Nothing goes in the answer except the line that contains "of the sculpted" and the lines after it to the end of the material below, unchanged.
____________
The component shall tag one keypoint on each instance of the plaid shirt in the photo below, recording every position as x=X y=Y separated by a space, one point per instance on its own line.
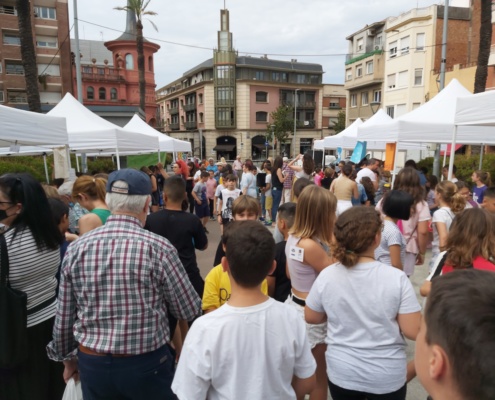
x=289 y=177
x=117 y=282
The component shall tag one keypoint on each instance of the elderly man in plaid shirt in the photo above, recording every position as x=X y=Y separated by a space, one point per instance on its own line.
x=117 y=284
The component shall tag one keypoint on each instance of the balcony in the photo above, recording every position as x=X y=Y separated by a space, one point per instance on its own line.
x=191 y=124
x=189 y=107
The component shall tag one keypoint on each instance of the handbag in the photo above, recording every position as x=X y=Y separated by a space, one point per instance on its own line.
x=13 y=317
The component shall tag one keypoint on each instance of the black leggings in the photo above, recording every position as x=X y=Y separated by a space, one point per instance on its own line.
x=339 y=393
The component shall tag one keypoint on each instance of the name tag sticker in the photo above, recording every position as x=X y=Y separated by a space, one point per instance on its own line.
x=296 y=253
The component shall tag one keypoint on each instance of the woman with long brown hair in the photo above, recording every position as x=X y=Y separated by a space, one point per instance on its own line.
x=415 y=229
x=307 y=255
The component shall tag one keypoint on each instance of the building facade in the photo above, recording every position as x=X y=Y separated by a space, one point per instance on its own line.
x=110 y=81
x=50 y=32
x=224 y=105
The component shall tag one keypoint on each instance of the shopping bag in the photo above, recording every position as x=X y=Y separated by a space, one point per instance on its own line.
x=73 y=390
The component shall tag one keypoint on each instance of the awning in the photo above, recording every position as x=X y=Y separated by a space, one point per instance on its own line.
x=449 y=147
x=224 y=147
x=262 y=146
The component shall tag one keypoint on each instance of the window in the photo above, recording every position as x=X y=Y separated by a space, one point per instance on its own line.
x=369 y=67
x=261 y=116
x=359 y=70
x=377 y=96
x=129 y=61
x=391 y=81
x=359 y=44
x=11 y=38
x=420 y=42
x=418 y=77
x=45 y=12
x=403 y=79
x=14 y=68
x=261 y=97
x=353 y=99
x=364 y=99
x=16 y=97
x=46 y=41
x=390 y=111
x=404 y=45
x=392 y=49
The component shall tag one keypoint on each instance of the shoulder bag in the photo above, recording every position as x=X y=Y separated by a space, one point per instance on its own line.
x=13 y=317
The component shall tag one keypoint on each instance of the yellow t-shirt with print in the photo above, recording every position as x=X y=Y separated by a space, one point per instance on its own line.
x=217 y=288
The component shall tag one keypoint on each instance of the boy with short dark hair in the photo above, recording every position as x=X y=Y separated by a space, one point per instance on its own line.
x=201 y=201
x=455 y=346
x=222 y=357
x=278 y=284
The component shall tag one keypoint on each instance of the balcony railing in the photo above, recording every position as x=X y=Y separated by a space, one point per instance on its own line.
x=191 y=124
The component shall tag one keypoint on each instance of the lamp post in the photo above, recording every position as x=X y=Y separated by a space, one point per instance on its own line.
x=295 y=123
x=273 y=141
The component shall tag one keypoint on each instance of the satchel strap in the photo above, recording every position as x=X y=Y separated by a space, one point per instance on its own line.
x=4 y=261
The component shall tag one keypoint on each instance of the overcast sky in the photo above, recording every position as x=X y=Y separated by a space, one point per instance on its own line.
x=282 y=29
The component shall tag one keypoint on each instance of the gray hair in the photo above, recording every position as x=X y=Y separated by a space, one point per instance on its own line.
x=125 y=203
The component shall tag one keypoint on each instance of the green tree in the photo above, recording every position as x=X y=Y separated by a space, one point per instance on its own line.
x=283 y=123
x=339 y=126
x=139 y=8
x=28 y=54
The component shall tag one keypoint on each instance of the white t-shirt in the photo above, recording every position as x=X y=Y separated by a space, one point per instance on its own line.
x=268 y=181
x=390 y=236
x=365 y=172
x=244 y=353
x=366 y=350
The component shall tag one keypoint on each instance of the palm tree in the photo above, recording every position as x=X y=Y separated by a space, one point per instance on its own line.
x=28 y=54
x=138 y=7
x=485 y=44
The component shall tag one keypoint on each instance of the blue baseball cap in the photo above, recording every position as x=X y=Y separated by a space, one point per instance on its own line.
x=137 y=181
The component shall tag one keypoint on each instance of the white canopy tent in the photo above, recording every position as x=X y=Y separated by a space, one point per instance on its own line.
x=166 y=143
x=90 y=133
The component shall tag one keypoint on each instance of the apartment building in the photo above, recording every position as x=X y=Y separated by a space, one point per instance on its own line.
x=364 y=71
x=50 y=32
x=223 y=106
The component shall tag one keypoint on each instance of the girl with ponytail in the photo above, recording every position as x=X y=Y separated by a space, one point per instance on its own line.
x=368 y=307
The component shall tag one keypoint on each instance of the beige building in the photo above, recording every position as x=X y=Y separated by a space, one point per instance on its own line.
x=223 y=106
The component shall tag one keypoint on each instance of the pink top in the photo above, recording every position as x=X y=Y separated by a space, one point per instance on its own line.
x=211 y=184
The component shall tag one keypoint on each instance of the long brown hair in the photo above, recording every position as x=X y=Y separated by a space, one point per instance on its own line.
x=313 y=224
x=471 y=234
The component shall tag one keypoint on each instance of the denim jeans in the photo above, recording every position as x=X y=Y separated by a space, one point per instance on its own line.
x=142 y=377
x=277 y=197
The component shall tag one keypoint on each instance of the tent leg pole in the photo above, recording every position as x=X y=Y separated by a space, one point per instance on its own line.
x=452 y=154
x=46 y=169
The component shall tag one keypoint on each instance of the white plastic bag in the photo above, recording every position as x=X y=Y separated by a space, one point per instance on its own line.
x=73 y=390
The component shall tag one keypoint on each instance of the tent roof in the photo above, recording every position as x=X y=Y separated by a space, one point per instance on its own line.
x=167 y=143
x=89 y=132
x=28 y=128
x=433 y=122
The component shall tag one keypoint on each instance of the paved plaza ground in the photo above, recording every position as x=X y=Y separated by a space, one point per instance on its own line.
x=205 y=261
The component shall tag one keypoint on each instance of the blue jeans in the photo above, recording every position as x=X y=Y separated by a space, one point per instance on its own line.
x=277 y=197
x=143 y=377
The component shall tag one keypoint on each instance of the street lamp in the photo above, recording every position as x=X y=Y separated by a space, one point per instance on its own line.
x=273 y=141
x=295 y=113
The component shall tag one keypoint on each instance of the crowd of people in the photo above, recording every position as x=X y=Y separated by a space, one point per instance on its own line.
x=309 y=292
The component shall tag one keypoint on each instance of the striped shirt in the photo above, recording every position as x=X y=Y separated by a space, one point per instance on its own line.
x=33 y=271
x=117 y=283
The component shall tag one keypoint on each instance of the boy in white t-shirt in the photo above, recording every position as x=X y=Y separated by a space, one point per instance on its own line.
x=252 y=347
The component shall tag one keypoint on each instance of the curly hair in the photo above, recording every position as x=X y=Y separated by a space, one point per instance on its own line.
x=355 y=233
x=471 y=234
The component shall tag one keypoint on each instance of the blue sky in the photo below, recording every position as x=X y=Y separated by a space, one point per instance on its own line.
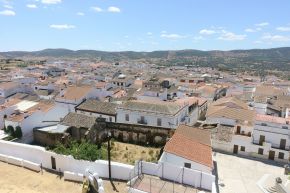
x=144 y=25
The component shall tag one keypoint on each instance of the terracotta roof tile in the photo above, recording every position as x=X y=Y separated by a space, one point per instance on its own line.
x=192 y=144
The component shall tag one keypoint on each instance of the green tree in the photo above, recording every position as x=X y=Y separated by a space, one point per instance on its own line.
x=10 y=130
x=18 y=132
x=5 y=129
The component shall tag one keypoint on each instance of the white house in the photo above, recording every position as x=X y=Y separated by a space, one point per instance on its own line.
x=94 y=108
x=189 y=147
x=230 y=111
x=74 y=95
x=31 y=114
x=272 y=134
x=9 y=88
x=158 y=113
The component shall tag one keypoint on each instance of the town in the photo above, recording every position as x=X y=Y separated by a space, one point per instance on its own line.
x=155 y=129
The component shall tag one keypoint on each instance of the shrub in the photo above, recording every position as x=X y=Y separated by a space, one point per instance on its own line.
x=82 y=151
x=18 y=132
x=10 y=130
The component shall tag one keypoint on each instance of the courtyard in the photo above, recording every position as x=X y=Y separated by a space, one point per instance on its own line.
x=14 y=179
x=240 y=175
x=128 y=153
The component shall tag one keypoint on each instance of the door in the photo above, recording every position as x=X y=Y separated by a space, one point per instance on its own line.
x=282 y=143
x=236 y=148
x=53 y=164
x=262 y=139
x=271 y=155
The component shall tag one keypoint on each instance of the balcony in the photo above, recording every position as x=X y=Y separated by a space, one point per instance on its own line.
x=142 y=122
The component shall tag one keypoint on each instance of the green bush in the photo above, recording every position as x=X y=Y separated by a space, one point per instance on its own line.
x=82 y=151
x=10 y=130
x=18 y=132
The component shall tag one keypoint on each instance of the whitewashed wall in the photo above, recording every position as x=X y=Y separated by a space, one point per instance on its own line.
x=179 y=161
x=39 y=155
x=178 y=174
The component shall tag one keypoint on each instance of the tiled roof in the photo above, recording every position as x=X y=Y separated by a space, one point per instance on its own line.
x=98 y=107
x=241 y=115
x=271 y=119
x=152 y=107
x=194 y=148
x=75 y=93
x=78 y=120
x=231 y=102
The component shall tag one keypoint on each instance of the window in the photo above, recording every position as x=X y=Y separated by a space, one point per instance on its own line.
x=142 y=118
x=281 y=155
x=159 y=122
x=127 y=117
x=187 y=165
x=260 y=151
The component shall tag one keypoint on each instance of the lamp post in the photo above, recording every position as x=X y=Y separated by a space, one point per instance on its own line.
x=109 y=136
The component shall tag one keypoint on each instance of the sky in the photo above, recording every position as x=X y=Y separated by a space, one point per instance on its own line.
x=143 y=25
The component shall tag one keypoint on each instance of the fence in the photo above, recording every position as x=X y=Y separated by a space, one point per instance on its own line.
x=48 y=160
x=174 y=174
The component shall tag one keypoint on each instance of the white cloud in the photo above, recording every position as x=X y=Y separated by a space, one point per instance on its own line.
x=283 y=28
x=97 y=9
x=249 y=30
x=263 y=24
x=62 y=26
x=276 y=38
x=198 y=38
x=31 y=6
x=51 y=1
x=207 y=32
x=258 y=42
x=8 y=6
x=7 y=13
x=80 y=14
x=114 y=9
x=172 y=36
x=230 y=36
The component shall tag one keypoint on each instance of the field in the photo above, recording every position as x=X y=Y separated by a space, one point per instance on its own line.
x=128 y=153
x=14 y=179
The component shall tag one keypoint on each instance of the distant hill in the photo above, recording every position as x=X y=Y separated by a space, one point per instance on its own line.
x=275 y=58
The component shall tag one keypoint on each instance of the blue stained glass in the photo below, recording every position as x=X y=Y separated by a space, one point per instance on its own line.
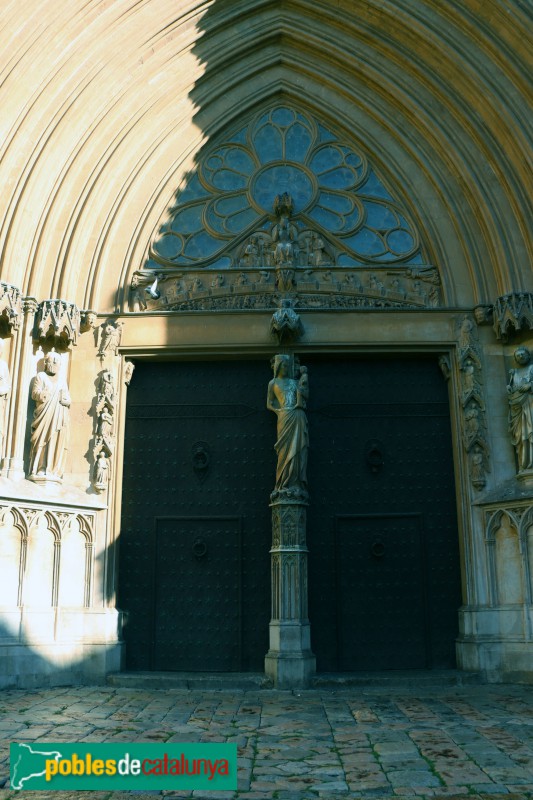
x=374 y=188
x=400 y=242
x=231 y=204
x=201 y=245
x=340 y=178
x=240 y=137
x=221 y=263
x=328 y=220
x=268 y=144
x=238 y=222
x=194 y=190
x=215 y=162
x=379 y=217
x=324 y=159
x=297 y=143
x=354 y=160
x=325 y=135
x=351 y=221
x=278 y=179
x=189 y=219
x=169 y=246
x=240 y=161
x=336 y=202
x=344 y=260
x=228 y=180
x=366 y=242
x=283 y=117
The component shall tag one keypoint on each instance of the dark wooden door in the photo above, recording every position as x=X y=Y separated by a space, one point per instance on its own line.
x=382 y=529
x=194 y=564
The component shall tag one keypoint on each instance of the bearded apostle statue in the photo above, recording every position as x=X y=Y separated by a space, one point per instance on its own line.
x=520 y=393
x=50 y=428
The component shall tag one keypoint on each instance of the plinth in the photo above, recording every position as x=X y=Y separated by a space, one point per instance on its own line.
x=289 y=661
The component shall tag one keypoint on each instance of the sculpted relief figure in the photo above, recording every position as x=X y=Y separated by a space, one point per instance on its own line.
x=5 y=388
x=50 y=428
x=287 y=399
x=520 y=392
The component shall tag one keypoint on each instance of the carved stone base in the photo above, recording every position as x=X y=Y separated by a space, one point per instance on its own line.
x=46 y=481
x=289 y=663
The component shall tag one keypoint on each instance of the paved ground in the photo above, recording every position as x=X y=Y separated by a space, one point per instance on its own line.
x=447 y=742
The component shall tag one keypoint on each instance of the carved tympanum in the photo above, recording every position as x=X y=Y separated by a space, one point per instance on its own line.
x=520 y=392
x=50 y=428
x=287 y=398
____________
◆ Written response
The component shall tag one keypoint on each instance of the sculpted relief figure in the photo above, recording every position as x=X y=Y separated by a space, one point per instance on its own line.
x=5 y=388
x=50 y=428
x=287 y=399
x=520 y=392
The component shall tag one keypoint on each instance of the carved stone base in the photo above, recording every position as x=X y=Y separated by a space, one point per instance on its own line.
x=46 y=481
x=289 y=663
The component shall tag one keypoint on each instance of the paved ground in the photo above, recording every position as x=X y=Y separated by a space, one point per instance on its own line.
x=447 y=742
The component shall tag one keypoint on each instance of the carved tympanum in the photo above, recording every position as x=X y=Y separated by a space, one point per instance on its own line.
x=520 y=392
x=50 y=428
x=287 y=398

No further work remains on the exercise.